Records from a data source
┌────────
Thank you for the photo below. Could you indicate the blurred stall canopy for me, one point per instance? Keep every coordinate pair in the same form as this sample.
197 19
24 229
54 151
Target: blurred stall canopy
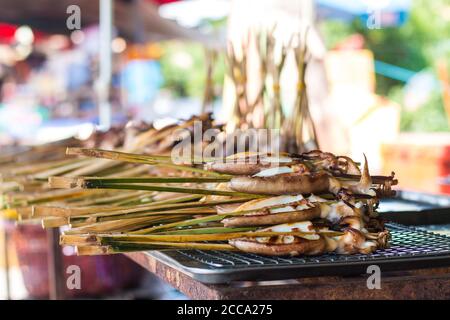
└────────
→ Task to complete: When you repeat the data, keep every line exact and drop the images.

→ Solution below:
Thank you for the photo below. Could you indicate the blurred stall canopy for me, one point per instance? Keep every coordinate pair in the same form as this sample.
197 19
24 229
54 151
Target: blurred stall canopy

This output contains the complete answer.